_GOAL 1_: In the post on whether violinists can tell old instruments from new, where is the violin maker Tobias Widemann based?

Can violinists tell old instruments from new?

Can violinists tell old instruments from new?


norman lebrecht

January 03, 2012

A pair of scientists tested participants at the Indiannapolis Competition on whether they could tell a Strad and a Guarnerius apart from the latest $50 lacquer from China. Most, apparently, could not.

I don’t find the results here empirical. Judge for yourselves.


  • leo phillips says:

    Just posted this in response to a previous posting of this story – thought to share here as well.

    Violins, whether old or new, provide a palette of expression for the violinist. Better violins have greater expressive possibilities and therefore allow and enable a good violinist to play better. It takes time to explore the possibilities of any decent instrument and that’s why people talk about ‘building a relationship’ with a violin. That is also why, IMHO, this experiment is not particularly enlightening. I’ve been lucky enough to play on several violins by established masters in my time, but there are also some very classy instruments being made these days and I’m currently rather enjoying playing on a violin by a highly talented young New Zealand-based maker, Tobias Widemann; the instrument’s exciting qualities are still very much emerging several weeks on. Tobias’ website is at and he has put together a couple of interesting brochures on trying out instruments, ‘old vs. new’ , and deciding which instrument to buy… and you don’t even have to wear goggles!

_DATASET RECORDS_:

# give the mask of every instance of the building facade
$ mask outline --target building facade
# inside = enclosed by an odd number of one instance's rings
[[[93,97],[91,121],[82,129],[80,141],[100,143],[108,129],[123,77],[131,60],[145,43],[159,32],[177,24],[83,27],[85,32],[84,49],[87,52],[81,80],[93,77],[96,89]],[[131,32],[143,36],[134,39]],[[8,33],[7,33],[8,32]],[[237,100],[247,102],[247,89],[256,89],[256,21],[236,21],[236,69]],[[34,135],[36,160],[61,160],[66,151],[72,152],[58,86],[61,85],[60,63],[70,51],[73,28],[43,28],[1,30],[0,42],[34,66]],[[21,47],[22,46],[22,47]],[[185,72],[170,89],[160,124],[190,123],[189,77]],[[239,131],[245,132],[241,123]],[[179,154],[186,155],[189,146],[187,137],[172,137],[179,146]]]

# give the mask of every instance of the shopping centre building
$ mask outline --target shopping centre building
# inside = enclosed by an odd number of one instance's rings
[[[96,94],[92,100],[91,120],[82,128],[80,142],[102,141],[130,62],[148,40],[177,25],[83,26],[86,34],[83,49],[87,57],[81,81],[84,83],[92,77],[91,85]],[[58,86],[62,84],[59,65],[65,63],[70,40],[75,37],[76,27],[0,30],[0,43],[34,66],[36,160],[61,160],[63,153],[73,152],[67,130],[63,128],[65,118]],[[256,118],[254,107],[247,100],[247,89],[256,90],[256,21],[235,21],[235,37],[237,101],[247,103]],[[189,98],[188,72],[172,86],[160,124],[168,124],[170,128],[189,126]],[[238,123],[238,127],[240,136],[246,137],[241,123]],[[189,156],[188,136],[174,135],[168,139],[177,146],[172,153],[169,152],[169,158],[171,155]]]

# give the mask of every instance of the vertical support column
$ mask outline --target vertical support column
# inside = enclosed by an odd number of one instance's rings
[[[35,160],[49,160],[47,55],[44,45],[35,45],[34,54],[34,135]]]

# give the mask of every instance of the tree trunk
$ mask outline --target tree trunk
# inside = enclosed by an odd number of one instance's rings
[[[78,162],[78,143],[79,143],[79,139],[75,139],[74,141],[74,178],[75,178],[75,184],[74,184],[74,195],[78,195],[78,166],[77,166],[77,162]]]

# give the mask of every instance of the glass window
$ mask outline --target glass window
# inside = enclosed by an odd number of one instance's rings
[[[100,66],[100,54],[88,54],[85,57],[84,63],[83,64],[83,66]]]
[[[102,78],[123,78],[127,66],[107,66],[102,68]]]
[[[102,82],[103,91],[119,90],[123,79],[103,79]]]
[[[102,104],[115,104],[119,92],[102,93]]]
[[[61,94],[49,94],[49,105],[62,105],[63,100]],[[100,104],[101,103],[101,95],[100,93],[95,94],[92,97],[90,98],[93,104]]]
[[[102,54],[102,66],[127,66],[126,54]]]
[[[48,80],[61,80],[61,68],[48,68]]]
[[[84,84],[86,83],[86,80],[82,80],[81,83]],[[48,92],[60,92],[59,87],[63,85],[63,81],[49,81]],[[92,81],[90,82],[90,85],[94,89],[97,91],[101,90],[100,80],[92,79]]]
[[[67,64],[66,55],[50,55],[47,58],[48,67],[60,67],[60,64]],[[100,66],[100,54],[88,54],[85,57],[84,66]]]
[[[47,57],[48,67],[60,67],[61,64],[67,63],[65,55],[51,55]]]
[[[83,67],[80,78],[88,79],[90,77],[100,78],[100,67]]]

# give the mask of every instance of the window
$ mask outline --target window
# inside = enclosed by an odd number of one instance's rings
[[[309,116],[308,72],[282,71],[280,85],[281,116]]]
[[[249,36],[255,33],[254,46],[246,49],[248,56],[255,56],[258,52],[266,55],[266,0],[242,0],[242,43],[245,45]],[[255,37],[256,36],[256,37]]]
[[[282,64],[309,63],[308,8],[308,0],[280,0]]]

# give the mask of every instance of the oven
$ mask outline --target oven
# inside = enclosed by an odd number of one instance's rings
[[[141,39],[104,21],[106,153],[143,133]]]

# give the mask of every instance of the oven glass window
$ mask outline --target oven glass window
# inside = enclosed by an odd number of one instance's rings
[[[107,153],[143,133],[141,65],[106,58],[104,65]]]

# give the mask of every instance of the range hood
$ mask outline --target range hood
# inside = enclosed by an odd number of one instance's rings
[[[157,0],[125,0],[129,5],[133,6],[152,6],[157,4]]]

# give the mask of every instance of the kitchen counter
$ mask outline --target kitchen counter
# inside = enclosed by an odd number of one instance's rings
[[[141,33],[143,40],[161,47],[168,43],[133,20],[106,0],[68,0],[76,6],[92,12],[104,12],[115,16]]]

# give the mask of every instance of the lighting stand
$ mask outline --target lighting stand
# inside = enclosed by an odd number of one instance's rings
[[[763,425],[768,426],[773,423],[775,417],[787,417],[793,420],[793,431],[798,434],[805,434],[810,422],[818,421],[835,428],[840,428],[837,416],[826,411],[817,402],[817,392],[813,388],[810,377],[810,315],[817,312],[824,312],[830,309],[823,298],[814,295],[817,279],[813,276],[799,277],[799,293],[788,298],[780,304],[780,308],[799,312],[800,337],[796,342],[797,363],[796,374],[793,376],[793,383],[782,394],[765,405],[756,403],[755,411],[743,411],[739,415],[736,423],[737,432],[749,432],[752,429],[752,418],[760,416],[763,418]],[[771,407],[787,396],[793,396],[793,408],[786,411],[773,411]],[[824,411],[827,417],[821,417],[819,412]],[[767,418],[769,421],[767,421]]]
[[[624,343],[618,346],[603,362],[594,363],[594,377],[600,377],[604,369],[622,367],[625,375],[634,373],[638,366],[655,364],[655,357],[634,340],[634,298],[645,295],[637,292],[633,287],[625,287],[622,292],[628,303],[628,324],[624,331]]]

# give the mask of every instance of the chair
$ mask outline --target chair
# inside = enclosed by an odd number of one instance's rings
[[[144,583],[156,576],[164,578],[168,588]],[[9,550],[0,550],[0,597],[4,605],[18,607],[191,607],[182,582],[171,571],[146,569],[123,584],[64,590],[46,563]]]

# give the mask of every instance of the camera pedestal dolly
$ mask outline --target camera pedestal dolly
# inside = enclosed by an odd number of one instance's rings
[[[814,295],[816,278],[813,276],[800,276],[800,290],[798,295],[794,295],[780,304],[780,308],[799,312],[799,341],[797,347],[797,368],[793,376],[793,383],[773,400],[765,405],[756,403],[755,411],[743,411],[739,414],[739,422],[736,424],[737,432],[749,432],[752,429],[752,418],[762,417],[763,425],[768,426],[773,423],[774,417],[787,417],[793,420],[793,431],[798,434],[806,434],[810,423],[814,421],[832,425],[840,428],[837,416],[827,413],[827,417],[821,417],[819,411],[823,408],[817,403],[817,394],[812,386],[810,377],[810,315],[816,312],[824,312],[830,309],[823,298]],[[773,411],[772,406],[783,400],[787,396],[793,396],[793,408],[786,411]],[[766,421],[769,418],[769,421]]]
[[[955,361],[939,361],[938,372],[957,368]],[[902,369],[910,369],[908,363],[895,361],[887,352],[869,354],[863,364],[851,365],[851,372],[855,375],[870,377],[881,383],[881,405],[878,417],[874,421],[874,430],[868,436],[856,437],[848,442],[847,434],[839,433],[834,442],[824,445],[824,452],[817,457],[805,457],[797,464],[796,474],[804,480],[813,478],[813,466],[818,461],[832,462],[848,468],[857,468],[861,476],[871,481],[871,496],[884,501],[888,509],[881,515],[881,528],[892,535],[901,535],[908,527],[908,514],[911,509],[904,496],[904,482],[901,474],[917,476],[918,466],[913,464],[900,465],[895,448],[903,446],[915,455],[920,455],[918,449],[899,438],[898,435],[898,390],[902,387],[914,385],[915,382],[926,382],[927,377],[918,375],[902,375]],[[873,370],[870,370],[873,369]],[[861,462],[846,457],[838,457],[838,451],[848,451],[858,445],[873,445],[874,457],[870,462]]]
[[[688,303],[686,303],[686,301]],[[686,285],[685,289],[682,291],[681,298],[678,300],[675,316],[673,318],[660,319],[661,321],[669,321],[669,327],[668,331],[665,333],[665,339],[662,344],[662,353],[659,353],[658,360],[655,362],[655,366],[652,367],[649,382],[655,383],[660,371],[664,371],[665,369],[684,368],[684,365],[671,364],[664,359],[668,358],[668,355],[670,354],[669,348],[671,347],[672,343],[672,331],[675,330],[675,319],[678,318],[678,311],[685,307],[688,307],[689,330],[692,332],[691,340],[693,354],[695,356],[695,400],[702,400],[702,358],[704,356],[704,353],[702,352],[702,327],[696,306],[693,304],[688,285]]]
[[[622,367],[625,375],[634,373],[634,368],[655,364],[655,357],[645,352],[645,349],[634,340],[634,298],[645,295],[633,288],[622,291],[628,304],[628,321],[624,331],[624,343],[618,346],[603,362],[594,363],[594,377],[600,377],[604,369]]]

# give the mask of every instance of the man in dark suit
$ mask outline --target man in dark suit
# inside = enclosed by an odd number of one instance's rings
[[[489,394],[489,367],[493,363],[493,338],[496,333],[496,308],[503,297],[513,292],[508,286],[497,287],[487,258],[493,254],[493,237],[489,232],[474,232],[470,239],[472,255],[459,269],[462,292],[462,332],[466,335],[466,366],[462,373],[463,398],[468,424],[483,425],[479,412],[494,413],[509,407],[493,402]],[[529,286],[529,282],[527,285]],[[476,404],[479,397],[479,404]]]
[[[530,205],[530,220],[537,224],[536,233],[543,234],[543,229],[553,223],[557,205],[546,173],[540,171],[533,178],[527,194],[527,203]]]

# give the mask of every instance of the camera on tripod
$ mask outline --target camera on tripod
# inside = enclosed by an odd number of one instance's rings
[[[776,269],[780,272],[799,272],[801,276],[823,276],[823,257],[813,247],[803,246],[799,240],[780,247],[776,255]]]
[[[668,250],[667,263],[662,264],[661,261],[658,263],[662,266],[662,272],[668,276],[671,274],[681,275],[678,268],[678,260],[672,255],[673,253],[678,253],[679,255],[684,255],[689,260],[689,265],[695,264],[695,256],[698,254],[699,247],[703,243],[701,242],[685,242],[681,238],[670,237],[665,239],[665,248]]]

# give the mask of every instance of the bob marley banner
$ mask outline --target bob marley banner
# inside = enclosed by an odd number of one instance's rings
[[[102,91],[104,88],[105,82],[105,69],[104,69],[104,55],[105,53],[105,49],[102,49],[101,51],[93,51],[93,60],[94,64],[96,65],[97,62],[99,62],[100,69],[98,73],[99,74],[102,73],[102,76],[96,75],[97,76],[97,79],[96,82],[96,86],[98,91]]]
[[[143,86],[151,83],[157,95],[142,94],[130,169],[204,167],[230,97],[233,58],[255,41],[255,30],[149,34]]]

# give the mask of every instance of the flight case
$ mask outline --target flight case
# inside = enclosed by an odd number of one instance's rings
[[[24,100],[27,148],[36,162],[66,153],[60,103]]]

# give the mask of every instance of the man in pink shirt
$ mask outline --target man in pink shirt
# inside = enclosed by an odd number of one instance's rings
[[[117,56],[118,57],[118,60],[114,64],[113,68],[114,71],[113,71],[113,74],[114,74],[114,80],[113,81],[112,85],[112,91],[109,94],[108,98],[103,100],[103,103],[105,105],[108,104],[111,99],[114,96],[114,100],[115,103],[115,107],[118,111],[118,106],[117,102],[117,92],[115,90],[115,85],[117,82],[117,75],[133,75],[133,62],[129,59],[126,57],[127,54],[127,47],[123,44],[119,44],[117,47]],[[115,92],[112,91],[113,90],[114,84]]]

_GOAL 2_: Write out the stretch of the records from the line containing "# give the mask of every instance of the flight" through the line containing "[[[24,100],[27,148],[36,162],[66,153],[60,103]]]", including both of those lines, character for character.

_TASK RESULT 1_: New Zealand

_TASK RESULT 2_:
# give the mask of every instance of the flight case
$ mask outline --target flight case
# inside = enclosed by an odd number of one instance's rings
[[[24,100],[27,148],[36,162],[66,153],[60,103]]]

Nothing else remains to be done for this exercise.